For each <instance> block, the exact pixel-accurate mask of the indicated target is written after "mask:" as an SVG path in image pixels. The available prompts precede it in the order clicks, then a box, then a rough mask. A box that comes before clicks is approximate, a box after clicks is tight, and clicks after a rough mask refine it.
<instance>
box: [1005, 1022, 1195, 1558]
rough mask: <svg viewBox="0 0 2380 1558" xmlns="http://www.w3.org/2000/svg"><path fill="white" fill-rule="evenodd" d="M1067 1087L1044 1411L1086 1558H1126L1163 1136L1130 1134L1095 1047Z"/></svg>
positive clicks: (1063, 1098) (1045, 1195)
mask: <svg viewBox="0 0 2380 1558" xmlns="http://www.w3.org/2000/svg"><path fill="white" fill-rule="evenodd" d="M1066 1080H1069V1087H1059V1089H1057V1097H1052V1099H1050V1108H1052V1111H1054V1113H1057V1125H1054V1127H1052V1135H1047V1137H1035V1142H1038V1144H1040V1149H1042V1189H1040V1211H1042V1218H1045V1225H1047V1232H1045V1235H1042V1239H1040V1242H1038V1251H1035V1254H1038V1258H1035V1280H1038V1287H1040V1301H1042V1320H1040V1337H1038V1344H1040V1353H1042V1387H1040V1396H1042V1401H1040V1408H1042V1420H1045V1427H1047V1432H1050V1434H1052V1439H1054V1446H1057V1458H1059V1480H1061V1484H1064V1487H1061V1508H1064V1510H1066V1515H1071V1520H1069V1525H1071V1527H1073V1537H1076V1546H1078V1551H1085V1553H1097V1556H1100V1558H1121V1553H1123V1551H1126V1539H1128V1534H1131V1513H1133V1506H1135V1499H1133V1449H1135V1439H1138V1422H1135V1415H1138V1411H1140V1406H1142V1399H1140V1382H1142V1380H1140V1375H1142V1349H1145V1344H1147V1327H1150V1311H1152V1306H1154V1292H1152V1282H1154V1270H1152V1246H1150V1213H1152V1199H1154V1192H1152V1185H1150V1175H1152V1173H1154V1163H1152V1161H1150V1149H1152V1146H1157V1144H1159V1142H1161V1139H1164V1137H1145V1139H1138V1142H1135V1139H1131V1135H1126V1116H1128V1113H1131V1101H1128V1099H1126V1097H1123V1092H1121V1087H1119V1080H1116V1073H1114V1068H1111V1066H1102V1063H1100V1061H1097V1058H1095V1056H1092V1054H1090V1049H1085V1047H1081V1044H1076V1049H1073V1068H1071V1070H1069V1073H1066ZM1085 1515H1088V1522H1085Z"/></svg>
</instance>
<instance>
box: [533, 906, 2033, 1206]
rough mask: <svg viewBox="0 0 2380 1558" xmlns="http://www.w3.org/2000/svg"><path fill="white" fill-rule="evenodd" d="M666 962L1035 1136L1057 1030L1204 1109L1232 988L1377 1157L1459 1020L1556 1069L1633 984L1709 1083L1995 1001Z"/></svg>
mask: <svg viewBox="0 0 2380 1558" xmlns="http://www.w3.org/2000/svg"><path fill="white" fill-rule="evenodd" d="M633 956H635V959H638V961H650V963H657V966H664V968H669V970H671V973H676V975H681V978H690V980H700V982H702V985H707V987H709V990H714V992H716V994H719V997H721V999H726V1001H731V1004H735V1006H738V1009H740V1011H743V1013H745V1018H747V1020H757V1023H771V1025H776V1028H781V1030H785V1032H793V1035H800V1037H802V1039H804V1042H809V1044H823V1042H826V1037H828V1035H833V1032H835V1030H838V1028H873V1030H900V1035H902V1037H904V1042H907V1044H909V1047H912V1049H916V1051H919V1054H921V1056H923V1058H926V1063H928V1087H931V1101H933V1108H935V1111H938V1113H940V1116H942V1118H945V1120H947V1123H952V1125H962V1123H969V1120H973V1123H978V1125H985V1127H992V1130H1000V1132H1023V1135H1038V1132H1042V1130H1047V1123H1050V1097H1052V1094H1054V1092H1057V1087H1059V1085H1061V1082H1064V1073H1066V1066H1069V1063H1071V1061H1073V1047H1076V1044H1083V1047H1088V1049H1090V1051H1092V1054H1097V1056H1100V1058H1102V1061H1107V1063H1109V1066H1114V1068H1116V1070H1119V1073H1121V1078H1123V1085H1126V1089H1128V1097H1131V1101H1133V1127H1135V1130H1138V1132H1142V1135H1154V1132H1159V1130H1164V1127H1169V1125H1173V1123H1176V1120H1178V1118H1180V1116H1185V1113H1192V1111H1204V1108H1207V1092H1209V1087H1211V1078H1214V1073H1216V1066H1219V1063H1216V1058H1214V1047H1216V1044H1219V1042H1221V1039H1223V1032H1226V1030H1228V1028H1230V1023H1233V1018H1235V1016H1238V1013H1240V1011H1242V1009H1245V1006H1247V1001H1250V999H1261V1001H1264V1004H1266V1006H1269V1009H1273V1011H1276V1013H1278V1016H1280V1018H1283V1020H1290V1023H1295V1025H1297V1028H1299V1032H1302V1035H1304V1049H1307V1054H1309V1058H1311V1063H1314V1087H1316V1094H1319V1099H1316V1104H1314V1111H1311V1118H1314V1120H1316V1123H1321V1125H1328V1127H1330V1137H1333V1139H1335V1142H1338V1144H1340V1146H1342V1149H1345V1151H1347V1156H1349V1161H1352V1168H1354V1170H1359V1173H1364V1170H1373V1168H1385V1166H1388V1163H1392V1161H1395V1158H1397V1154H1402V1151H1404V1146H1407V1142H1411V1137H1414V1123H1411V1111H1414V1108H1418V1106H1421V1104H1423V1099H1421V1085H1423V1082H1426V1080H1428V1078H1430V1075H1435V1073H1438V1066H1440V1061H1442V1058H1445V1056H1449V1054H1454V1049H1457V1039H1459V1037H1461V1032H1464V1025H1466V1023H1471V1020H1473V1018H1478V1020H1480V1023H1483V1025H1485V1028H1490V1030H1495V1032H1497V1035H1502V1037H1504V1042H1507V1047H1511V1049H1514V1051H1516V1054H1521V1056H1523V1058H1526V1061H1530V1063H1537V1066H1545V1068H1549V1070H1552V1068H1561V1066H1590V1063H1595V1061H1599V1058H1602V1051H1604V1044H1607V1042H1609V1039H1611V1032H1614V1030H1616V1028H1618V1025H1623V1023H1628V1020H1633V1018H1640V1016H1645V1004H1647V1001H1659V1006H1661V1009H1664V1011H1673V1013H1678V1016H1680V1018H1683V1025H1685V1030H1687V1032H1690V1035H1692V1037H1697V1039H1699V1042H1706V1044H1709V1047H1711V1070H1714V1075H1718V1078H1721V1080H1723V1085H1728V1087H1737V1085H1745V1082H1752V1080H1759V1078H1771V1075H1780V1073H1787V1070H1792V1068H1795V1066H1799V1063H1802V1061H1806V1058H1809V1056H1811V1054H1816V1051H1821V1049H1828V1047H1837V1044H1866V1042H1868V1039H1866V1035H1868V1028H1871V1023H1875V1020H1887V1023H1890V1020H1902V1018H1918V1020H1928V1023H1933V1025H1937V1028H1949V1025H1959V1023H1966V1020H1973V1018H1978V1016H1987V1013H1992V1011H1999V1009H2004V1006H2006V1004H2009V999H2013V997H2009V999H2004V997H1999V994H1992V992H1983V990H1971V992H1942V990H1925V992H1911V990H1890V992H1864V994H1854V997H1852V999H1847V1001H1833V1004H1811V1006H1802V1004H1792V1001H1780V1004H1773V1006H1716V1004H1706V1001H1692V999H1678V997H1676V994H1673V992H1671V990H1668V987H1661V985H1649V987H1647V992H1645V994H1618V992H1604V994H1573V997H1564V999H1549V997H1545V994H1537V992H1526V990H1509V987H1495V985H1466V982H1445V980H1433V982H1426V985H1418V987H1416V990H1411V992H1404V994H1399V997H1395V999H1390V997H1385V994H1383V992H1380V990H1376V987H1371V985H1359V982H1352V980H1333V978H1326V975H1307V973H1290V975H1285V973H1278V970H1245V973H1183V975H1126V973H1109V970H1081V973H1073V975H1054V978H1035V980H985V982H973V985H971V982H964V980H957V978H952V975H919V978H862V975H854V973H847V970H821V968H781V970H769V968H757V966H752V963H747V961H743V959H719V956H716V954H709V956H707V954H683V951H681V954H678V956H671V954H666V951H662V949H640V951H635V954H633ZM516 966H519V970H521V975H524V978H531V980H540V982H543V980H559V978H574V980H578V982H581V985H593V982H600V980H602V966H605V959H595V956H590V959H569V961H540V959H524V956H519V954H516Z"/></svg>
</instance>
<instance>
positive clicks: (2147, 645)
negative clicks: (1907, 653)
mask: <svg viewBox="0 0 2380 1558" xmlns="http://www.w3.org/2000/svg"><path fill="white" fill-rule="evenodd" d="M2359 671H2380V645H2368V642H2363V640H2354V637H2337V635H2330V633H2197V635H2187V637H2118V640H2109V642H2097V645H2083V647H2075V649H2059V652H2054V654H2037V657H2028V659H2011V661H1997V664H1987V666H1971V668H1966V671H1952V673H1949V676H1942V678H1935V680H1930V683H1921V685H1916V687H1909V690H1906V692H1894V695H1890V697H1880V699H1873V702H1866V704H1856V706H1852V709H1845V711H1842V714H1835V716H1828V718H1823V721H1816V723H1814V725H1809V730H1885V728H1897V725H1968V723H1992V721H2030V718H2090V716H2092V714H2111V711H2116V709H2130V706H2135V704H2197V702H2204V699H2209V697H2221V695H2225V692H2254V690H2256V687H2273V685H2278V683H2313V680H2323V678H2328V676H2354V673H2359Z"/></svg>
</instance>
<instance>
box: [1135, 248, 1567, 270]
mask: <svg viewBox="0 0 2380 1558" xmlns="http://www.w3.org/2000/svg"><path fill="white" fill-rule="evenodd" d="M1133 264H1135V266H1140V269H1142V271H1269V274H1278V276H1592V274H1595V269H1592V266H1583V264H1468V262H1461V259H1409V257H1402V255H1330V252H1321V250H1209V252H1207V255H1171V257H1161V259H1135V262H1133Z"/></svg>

•••••

▸ **Exercise description**
Begin at the first line of the entries above and copy every line exactly, ending with the line that contains "1087L1044 1411L1086 1558H1126L1163".

▸ **Problem solution**
For each <instance> block, the exact pixel-accurate mask of the indicated target is written after "mask:" as an SVG path in image pixels. The available prompts precede it in the order clicks, then a box, then a rough mask. A box that comes before clicks is approximate, a box after clicks is tight, and clicks after a rough mask refine it.
<instance>
box: [1005, 1022, 1195, 1558]
rough mask: <svg viewBox="0 0 2380 1558" xmlns="http://www.w3.org/2000/svg"><path fill="white" fill-rule="evenodd" d="M1067 1087L1044 1411L1086 1558H1126L1163 1136L1130 1134L1095 1047Z"/></svg>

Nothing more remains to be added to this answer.